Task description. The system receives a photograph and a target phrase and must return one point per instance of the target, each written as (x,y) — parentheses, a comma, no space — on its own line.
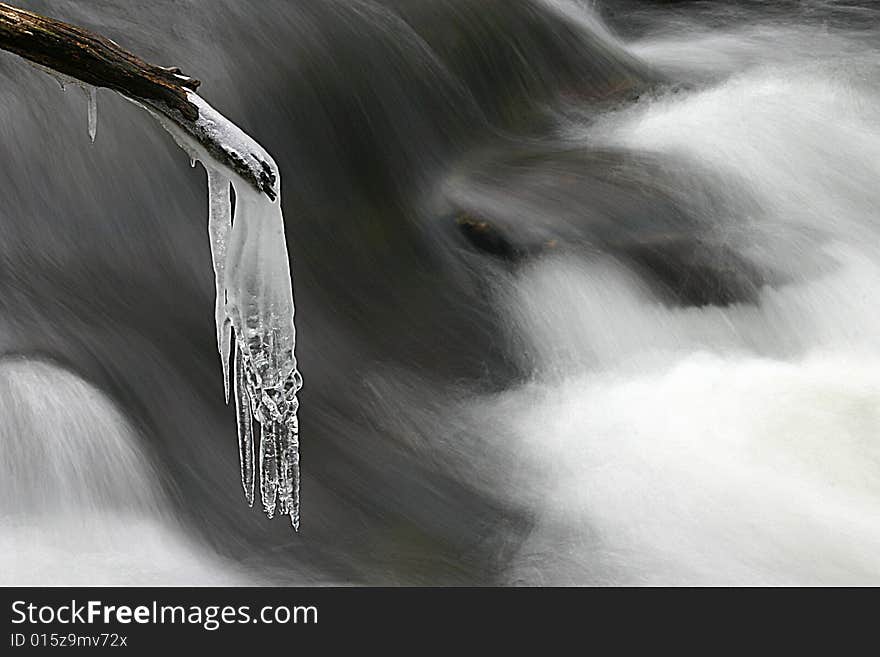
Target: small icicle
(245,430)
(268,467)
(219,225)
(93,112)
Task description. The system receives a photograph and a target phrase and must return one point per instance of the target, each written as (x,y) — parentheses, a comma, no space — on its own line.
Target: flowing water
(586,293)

======

◆ **Aim**
Give the data above as a two-column CSV with the headers input and output, one row for each item: its text under input and its answer under output. Put each field in double quotes, replace line breaks with spaces, and leave out the pictures.

◆ **Task response**
input,output
"Task description. The system receives a photograph and a target phrase and must return one point per instance of the target, each written as (x,y) — parentheses, a comma, no space — on its own line. Target: small icicle","(245,430) (268,467) (219,225) (93,112)"
"Task description. The system receives a photograph and a target phrase and must return one point per instance of the target, each written as (x,y) — parentheses, a comma, no space — on its own line. Target: flowing water","(586,293)"